ACTIVITY:
Search the listing for the word "stone" and return each line that contains it.

AVAILABLE RECORDS:
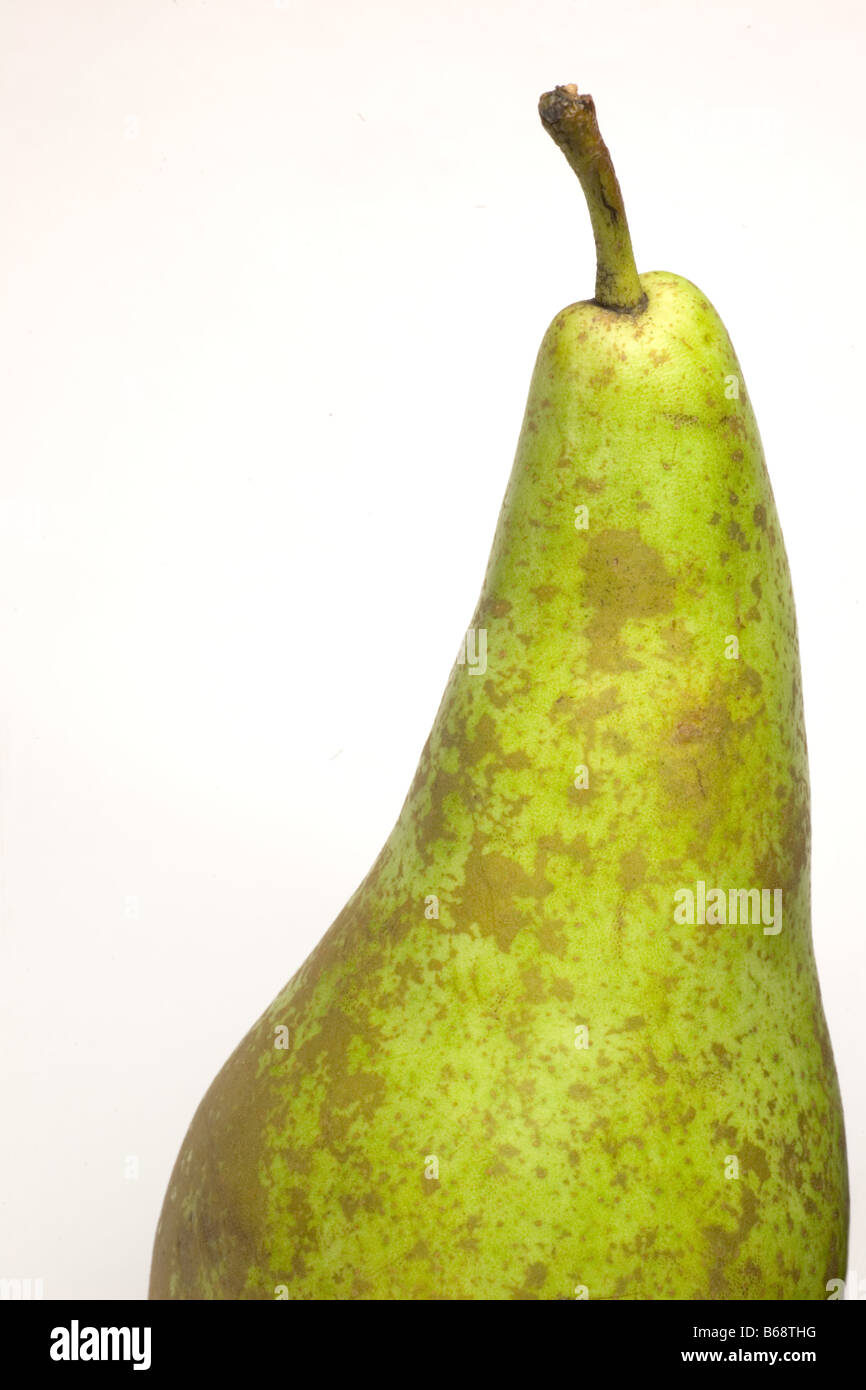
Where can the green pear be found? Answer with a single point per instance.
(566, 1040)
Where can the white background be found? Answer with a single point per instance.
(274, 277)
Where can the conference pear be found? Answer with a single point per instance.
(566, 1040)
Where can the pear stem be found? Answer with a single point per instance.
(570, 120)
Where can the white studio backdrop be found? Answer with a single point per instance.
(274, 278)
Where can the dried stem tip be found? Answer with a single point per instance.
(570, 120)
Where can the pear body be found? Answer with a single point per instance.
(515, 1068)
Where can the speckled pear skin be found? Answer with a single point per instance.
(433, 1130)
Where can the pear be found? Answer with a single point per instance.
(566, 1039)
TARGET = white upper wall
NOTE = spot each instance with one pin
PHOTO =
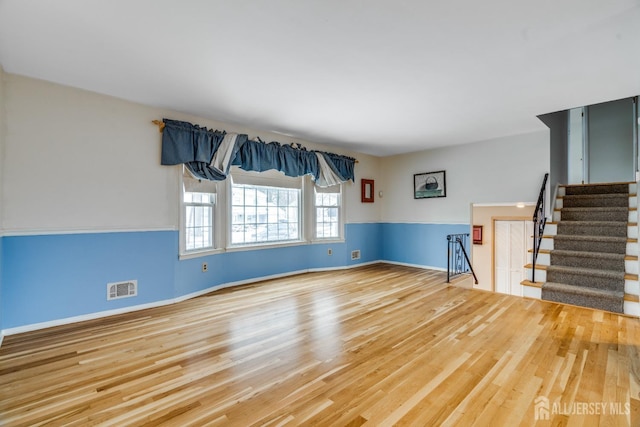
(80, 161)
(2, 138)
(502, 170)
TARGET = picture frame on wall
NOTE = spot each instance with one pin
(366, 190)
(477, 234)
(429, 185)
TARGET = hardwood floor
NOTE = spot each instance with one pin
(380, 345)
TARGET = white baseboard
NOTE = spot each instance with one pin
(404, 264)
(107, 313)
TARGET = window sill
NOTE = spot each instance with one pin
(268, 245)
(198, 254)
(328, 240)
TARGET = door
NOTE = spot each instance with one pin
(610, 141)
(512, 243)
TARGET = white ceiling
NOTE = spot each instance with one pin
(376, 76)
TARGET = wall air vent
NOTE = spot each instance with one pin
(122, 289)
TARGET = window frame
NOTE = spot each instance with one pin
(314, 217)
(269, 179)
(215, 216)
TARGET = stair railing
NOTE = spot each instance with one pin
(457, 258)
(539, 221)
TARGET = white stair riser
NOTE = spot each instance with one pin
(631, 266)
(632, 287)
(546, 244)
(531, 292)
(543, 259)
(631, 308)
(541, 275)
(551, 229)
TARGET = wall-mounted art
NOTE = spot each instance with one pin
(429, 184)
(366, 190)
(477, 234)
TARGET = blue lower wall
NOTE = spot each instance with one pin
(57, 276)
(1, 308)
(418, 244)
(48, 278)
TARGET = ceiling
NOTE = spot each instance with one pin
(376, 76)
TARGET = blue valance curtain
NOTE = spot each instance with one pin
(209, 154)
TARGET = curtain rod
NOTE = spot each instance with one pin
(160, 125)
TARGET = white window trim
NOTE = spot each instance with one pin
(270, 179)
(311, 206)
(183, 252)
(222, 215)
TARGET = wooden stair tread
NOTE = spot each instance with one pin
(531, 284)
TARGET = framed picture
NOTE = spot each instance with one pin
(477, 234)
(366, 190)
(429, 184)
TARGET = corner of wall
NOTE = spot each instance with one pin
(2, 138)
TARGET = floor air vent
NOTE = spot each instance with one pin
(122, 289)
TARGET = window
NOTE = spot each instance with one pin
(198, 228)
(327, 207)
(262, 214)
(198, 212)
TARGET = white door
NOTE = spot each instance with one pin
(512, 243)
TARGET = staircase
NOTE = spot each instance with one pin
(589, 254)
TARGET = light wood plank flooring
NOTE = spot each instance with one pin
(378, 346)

--

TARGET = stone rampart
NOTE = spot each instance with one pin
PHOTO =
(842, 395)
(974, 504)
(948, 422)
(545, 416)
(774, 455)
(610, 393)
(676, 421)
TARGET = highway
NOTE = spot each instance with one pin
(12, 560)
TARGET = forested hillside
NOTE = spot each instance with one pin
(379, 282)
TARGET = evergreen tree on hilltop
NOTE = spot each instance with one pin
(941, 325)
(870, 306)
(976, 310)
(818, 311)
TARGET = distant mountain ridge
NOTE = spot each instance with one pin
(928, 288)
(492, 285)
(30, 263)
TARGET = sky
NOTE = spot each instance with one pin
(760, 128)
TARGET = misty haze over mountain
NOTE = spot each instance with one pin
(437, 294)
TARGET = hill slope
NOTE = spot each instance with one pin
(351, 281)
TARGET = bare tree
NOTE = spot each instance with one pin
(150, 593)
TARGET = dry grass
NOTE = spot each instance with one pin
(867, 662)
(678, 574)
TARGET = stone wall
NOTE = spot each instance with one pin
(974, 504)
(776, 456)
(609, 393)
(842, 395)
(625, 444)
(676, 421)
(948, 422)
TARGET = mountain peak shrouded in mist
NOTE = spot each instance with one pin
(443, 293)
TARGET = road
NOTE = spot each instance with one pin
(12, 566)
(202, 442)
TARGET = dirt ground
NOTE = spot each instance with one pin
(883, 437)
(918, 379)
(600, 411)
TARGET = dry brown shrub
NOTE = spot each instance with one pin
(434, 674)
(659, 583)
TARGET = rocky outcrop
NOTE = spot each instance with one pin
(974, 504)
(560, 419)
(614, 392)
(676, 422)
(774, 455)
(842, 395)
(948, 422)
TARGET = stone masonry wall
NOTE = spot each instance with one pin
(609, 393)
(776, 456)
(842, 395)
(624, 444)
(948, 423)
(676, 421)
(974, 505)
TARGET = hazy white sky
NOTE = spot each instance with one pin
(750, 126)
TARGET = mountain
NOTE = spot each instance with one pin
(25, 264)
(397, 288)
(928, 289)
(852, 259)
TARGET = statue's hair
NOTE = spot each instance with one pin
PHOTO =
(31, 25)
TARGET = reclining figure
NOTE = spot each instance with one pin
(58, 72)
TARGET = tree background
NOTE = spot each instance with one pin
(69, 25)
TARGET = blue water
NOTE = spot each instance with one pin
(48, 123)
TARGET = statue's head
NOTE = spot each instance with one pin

--

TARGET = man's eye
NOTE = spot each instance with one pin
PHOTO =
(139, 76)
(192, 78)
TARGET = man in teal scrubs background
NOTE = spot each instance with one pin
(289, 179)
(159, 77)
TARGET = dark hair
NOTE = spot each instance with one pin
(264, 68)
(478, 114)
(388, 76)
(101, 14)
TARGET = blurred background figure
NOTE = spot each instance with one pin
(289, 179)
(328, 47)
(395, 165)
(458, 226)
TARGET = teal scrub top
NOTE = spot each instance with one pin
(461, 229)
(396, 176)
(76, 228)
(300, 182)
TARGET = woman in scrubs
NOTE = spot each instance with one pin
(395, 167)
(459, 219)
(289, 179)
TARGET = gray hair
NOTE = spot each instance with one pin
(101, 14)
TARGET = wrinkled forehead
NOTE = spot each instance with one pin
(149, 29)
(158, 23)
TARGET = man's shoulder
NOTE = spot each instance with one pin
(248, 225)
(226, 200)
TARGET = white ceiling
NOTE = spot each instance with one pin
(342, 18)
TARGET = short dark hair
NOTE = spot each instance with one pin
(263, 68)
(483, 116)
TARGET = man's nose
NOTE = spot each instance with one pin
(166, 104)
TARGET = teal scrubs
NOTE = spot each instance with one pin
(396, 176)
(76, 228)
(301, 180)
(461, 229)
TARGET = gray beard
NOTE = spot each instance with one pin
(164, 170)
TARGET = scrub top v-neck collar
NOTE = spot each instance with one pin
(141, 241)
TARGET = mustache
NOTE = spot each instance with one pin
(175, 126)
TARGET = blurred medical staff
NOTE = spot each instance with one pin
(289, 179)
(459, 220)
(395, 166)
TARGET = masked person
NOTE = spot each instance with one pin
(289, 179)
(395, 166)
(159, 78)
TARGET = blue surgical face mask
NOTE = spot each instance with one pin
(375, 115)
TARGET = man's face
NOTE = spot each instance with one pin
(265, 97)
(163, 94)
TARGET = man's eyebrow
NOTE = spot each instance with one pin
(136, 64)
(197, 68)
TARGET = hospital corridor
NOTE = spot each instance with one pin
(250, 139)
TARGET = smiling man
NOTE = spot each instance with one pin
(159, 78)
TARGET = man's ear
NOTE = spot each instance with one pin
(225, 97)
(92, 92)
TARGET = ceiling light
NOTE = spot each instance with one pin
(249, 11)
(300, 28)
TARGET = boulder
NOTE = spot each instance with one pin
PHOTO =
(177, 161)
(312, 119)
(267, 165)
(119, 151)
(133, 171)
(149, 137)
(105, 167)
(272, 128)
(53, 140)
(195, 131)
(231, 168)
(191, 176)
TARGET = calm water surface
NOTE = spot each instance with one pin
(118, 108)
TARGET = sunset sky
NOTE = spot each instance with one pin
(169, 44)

EXERCISE ANSWER:
TARGET = stone rampart
TARGET = stone wall
TARGET = stone masonry wall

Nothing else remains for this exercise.